The ghastly but undeniably brainy fraud Sigmund Freud defined love as overvaluing the object but undervaluing reality. Freud was a complex-ridden smartypants who probably never experienced the sudden glow, the chemical effect that random attraction is all about. He was, nevertheless, taken seriously by many, so he’s got a lot to answer for in these psychobabbling times. Mind you, Freud and the summer of ’53 have nothing to do with each other. That time is all about the flickering ecstasy of a long-ago memory, and the impression that a young woman made on a teenager.


An inner voice tells me to beware of nostalgia — after all, I last saw Maria 62 years ago — but at my age the past is richer than the future, so here goes. We met in a park in a northern resort of Athens, where I was sitting on a bench and reading Tender Is the Night. She took the bull by the horns, so to speak, and hinted in perfect English that the book I was reading would inspire me to lead a dissolute life. ‘I sure hope so,’ I answered. That did it. We started to meet every day in that beautiful jasmine-scented park among the pines. She was taller than me by an inch, had light brown curly hair and blue eyes, and would be described as pre-Raphaelite, a term I didn’t know existed back then. We went to the flicks, as we called them, to an outdoor cinema, where she caught me looking at her sideways and told me to look at the screen. I also tried to hold hands right away, but she pulled hers away. Most of the time she wore a black dress, but one day she wore white at a party given by some friend. She knew everyone there, a crowd aged mostly 20 and over. ‘I see you brought your Americanaki,’ said the hostess. (The little American.) No one bothered to speak to me so I proceeded to get very drunk, so drunk in fact that I had to lie down on a sofa near the entrance where I passed out. Later on, I found out that my father and some friends had dropped in and had seen me asleep. The old boy was rather proud, apparently. Go figure, as no one said back then.

[EXERCISE BRIEF] Carry on the recollection of the summer of ’53 in the same voice, starting after its final sentence, “Go figure, as no one said back then.”

(Referring expression pointing data)
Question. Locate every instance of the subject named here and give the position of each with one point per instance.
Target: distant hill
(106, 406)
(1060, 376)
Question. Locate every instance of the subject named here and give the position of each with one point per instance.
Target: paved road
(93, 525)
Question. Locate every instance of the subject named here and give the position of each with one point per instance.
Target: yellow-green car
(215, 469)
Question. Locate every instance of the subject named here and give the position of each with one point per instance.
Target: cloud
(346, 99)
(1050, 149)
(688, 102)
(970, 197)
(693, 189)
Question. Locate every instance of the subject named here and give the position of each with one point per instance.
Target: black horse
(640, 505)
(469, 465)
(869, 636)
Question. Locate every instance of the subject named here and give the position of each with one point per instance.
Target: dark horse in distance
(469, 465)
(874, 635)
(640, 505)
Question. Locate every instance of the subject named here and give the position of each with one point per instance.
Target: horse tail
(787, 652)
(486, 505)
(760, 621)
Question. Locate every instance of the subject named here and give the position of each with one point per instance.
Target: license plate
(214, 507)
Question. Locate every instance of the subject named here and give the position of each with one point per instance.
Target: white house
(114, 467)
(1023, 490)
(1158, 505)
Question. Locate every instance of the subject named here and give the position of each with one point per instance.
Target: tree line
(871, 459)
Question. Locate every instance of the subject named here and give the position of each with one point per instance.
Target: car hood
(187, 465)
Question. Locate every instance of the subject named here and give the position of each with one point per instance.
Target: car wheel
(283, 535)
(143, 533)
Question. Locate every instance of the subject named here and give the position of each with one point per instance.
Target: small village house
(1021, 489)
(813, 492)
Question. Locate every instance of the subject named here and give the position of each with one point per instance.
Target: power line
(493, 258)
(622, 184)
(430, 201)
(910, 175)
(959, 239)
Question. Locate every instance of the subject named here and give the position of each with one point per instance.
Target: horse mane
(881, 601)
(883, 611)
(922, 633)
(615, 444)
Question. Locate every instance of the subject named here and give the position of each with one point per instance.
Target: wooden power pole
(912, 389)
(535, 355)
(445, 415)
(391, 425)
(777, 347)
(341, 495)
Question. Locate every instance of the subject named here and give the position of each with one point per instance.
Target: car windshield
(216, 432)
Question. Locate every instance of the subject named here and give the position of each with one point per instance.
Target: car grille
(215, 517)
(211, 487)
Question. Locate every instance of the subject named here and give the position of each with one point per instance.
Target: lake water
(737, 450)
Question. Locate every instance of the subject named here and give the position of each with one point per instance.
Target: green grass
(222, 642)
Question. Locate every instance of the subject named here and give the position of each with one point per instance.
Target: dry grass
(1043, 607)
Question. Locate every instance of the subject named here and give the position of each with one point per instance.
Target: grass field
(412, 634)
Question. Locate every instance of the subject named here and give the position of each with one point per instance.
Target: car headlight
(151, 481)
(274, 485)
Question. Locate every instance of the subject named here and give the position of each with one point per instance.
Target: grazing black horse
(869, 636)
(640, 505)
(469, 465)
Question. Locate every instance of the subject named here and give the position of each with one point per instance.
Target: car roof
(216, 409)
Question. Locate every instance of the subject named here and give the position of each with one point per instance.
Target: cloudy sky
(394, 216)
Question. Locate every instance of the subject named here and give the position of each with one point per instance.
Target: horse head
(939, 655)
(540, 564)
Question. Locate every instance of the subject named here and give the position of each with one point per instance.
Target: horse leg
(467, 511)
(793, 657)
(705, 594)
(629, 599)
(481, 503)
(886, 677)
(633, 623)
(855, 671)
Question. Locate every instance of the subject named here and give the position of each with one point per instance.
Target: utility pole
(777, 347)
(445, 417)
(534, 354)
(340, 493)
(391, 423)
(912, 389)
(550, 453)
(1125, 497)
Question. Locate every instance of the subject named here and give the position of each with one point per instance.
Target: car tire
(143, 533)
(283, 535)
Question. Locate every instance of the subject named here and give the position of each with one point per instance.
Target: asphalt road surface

[OUTPUT OF THE TASK]
We didn’t see each other for some time after that — I didn’t dare go to the park — but then she walked into my life once again as I sat around there pretending to be reading. What I didn’t know then but had more or less figured out was that beauty is founded upon romance and romance is founded on mystery. Maria would repulse every pass I made. I would say nothing but would hide for a couple of days hoping against hope that my disappearance would make her change her mind, and then the saga would start all over again. Whether she was a prude, a virgin or an experienced woman who liked to torture I never found out. She treated me like both a child and a lover. Young love can be as traumatic as hell, and I was really traumatised. All I did was think about her. I stopped playing tennis, stopped going to the brothels, stopped seeing my friends. My mother noticed I wasn’t eating but blamed it on Greek cuisine.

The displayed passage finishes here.